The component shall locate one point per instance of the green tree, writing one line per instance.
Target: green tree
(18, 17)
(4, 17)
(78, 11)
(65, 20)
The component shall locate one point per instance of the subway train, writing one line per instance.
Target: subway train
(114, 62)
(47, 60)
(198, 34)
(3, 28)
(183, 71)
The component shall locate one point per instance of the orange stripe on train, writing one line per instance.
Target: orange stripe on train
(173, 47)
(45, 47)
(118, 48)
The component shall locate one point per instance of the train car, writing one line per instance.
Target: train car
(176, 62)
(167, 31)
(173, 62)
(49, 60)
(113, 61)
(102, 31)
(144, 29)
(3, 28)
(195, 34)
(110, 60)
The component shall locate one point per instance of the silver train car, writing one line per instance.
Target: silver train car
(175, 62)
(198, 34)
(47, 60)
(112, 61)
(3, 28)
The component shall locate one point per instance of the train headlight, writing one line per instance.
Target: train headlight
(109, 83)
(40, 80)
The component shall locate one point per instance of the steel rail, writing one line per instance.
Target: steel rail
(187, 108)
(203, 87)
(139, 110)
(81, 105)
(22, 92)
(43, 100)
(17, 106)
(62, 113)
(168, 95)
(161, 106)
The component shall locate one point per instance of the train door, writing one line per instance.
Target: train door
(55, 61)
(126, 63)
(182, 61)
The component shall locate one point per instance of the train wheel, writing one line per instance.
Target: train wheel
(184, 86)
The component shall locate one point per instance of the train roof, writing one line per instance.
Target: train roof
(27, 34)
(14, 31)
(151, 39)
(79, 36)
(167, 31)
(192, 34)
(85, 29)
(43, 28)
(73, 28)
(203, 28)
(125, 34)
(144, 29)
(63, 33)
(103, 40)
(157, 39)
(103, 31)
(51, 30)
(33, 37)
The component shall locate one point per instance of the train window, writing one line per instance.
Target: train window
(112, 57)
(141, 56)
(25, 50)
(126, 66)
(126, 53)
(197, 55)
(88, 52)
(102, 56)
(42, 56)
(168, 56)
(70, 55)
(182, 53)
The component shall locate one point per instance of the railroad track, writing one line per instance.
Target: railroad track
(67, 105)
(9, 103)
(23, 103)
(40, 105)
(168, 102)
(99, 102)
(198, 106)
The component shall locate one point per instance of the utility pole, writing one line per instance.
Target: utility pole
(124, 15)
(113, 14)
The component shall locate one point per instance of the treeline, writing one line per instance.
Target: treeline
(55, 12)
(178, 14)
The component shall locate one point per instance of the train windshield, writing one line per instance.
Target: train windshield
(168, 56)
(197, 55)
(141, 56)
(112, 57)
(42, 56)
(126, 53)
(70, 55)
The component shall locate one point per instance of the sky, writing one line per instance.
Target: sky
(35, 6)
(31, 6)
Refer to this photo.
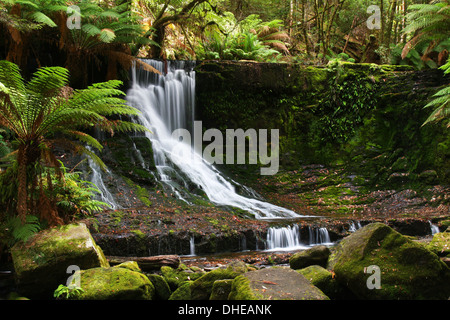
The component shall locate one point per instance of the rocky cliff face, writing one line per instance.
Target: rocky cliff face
(364, 115)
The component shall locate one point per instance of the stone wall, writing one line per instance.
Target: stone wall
(366, 116)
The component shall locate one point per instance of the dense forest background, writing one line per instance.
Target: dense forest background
(97, 39)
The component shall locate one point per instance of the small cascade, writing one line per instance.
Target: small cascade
(285, 238)
(354, 226)
(97, 179)
(167, 104)
(288, 238)
(319, 236)
(192, 246)
(434, 228)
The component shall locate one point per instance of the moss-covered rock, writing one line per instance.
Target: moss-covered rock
(130, 265)
(183, 292)
(162, 289)
(440, 244)
(317, 255)
(403, 268)
(221, 289)
(325, 281)
(41, 263)
(114, 283)
(176, 277)
(202, 287)
(274, 284)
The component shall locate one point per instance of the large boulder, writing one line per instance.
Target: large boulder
(201, 288)
(325, 281)
(176, 277)
(274, 284)
(42, 262)
(317, 255)
(377, 262)
(116, 283)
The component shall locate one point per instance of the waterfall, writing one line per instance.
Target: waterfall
(353, 227)
(167, 103)
(288, 238)
(192, 246)
(284, 238)
(96, 178)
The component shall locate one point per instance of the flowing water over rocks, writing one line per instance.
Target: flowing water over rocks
(166, 205)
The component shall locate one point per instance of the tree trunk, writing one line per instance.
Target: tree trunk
(22, 195)
(387, 40)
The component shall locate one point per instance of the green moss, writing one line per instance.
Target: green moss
(202, 287)
(221, 289)
(115, 284)
(176, 277)
(408, 269)
(183, 292)
(241, 290)
(440, 244)
(162, 289)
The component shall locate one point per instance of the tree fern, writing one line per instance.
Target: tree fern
(441, 102)
(42, 118)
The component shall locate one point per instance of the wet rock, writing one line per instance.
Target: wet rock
(317, 255)
(325, 281)
(274, 284)
(162, 289)
(377, 262)
(116, 283)
(41, 263)
(440, 244)
(221, 289)
(202, 287)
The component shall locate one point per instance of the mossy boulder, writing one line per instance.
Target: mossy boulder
(274, 284)
(177, 277)
(325, 281)
(162, 289)
(440, 244)
(41, 263)
(183, 292)
(317, 255)
(116, 283)
(403, 268)
(221, 289)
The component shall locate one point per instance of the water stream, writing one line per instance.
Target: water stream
(167, 103)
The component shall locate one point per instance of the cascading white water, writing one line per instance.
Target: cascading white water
(167, 103)
(192, 246)
(353, 227)
(288, 238)
(97, 179)
(434, 228)
(284, 238)
(319, 236)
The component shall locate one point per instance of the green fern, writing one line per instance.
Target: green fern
(441, 102)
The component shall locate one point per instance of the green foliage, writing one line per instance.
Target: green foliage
(441, 102)
(344, 106)
(74, 197)
(249, 39)
(13, 230)
(42, 114)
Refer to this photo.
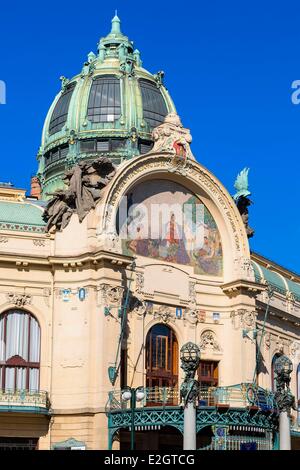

▶ [What the task requires] In the entries above, find the line with "stream, writing one line per instance." and the line with "water, writing one line per instance.", then restate word for word both of them and every line between, with nothing more.

▶ [Output for this exercise]
The component shall locate one point per instance of the water stream, writing one line per instance.
Target: water stream
(167, 103)
The component shall locate one point per instance of the cascading white water, writing one line per instance.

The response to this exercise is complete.